REQUEST 1
In the album review below, which words are given as the meaning of "Flummox"? List them all.
+++
Review by Gary Cordwell
Release date : 12 February 2016
Flummox: To bewilder, perplex, confound, obfuscate. Indeed! This, then, is Flummoxs’ second album and is, in their words, darker and…ahem, “more mature” than their debut album, 2015’s ‘Plummoxygen’.
‘Selcouth’, the lead and title track, impresses. It’s seriously doomy and sludgy. The opening riff (apologies, but there will be an overuse of the word ‘riff’ in this review), when it emerges from the feedback, is brilliant, while the rest of the riffs that follow the extended mid-song noodle are all equally impressive. Each one is doomier and chuggier than the last until they are finally (12 minutes later) bludgeoned into a pulp – it’s a veritable riff-fest!
+++
REQUEST 2
Show every line of the rows below that contains the string "mountain". Case counts.

SUPPLIED DATA
+++
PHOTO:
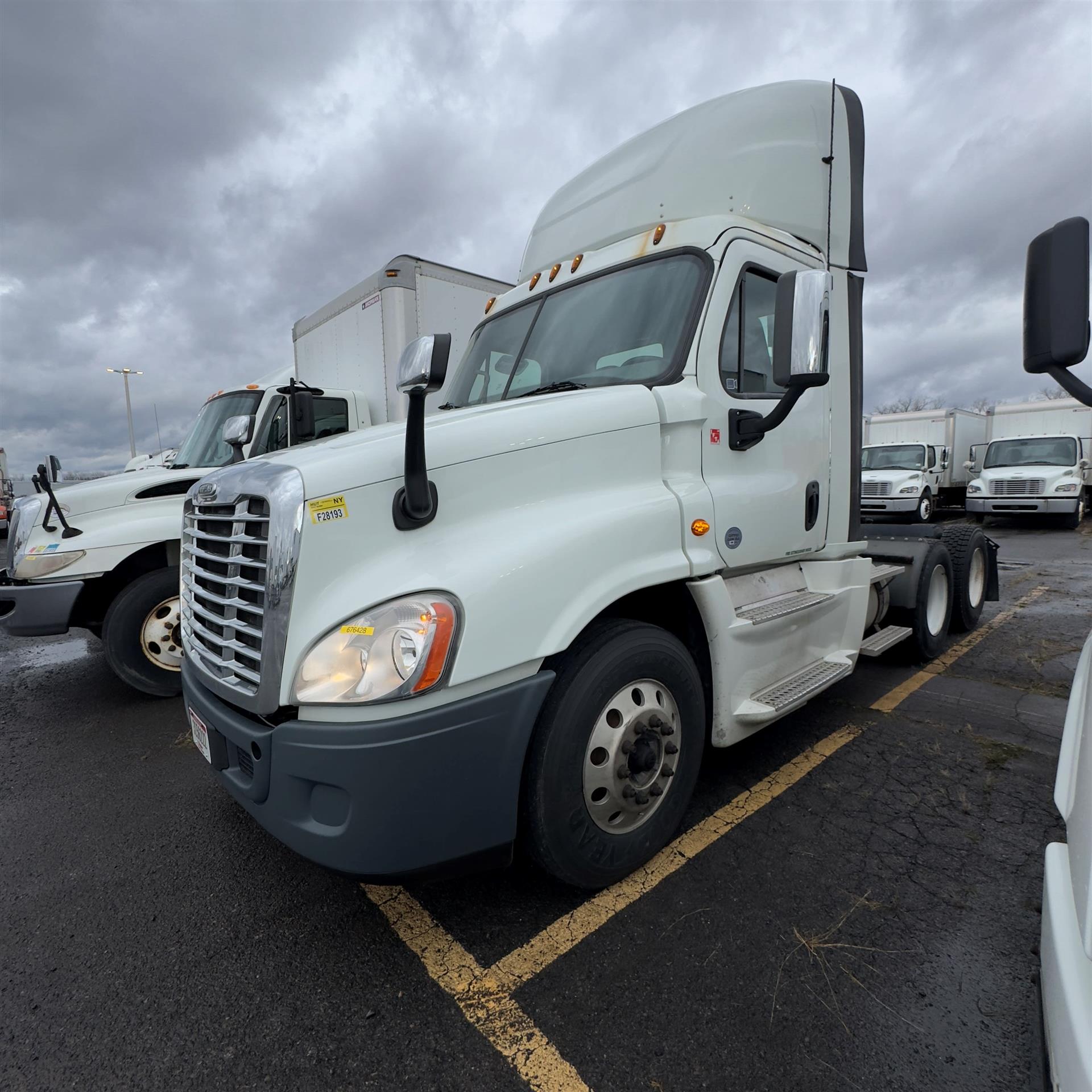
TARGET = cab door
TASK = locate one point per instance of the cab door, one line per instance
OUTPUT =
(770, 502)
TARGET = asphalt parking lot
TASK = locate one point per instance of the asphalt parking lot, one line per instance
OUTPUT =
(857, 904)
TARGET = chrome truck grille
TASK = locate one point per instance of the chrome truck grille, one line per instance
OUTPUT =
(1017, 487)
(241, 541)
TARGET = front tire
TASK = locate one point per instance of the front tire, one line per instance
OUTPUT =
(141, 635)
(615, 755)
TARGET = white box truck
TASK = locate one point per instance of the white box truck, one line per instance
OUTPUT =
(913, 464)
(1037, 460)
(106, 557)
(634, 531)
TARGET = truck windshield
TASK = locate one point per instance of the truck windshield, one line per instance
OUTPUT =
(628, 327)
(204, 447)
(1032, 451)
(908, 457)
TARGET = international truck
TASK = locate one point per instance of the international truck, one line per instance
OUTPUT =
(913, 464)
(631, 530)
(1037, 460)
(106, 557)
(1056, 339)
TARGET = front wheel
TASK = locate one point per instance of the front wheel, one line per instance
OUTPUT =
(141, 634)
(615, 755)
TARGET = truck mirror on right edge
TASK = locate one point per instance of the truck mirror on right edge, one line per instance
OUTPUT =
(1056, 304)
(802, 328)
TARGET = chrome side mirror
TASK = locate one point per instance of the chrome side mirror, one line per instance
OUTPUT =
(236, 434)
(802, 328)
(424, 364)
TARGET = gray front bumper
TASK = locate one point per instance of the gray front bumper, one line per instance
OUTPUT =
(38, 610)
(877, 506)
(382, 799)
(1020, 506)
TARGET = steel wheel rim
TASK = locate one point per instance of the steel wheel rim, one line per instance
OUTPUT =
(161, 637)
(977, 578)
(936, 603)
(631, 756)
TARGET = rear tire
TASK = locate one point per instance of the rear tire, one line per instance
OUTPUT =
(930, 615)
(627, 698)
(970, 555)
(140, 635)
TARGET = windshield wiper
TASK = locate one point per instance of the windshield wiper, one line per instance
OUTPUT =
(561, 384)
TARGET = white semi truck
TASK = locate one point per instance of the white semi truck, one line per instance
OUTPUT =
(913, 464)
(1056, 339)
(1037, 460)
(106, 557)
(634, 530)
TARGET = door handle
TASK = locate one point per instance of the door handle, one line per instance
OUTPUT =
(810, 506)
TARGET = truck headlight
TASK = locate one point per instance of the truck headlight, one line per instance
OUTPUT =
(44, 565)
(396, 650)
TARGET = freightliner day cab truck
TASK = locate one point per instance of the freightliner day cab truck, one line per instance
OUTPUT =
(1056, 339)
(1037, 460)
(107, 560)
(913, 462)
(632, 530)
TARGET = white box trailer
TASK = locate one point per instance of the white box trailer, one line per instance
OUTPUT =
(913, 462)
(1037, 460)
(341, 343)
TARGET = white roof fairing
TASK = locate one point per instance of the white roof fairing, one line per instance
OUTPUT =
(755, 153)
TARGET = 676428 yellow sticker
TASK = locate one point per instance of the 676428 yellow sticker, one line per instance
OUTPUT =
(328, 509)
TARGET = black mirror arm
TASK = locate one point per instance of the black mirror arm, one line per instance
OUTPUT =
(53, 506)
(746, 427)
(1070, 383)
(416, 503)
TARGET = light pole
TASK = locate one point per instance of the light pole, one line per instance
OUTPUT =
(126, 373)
+++
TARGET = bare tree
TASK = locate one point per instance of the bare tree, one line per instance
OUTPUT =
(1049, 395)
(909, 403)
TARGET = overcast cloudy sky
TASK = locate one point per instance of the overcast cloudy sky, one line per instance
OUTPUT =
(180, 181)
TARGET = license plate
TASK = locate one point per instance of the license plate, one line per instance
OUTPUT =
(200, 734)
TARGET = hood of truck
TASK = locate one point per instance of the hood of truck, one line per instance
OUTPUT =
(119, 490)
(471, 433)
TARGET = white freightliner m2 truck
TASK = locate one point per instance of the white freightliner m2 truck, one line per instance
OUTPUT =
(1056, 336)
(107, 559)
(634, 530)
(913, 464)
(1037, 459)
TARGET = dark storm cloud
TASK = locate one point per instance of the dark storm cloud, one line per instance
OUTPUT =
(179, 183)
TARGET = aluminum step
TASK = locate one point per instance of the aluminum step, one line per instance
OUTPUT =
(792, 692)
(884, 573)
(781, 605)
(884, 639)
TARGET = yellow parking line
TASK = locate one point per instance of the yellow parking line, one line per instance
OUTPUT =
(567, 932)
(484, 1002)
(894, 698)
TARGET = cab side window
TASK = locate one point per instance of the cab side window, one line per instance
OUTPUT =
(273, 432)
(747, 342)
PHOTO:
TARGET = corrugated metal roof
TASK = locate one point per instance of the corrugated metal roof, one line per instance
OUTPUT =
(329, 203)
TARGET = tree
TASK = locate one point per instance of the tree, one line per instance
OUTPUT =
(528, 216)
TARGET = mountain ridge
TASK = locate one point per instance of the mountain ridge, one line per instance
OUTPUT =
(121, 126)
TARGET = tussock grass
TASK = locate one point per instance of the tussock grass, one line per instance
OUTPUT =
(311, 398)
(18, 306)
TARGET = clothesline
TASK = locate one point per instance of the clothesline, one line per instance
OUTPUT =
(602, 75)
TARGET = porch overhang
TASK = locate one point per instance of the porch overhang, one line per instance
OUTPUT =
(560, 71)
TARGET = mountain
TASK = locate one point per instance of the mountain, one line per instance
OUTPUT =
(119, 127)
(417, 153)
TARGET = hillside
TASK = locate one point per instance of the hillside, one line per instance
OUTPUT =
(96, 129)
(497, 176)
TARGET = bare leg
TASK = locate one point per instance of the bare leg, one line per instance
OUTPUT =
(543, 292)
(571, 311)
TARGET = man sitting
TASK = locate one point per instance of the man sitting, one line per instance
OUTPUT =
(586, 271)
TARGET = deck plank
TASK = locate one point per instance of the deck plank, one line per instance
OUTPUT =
+++
PROBLEM SOLUTION 1
bewilder, perplex, confound, obfuscate

PROBLEM SOLUTION 2
TARGET = mountain ridge
TASK = locate one point per instance of the mountain ridge, one line per instance
TARGET = mountain
TASK = locate one point per instance of the mountain, one line per instance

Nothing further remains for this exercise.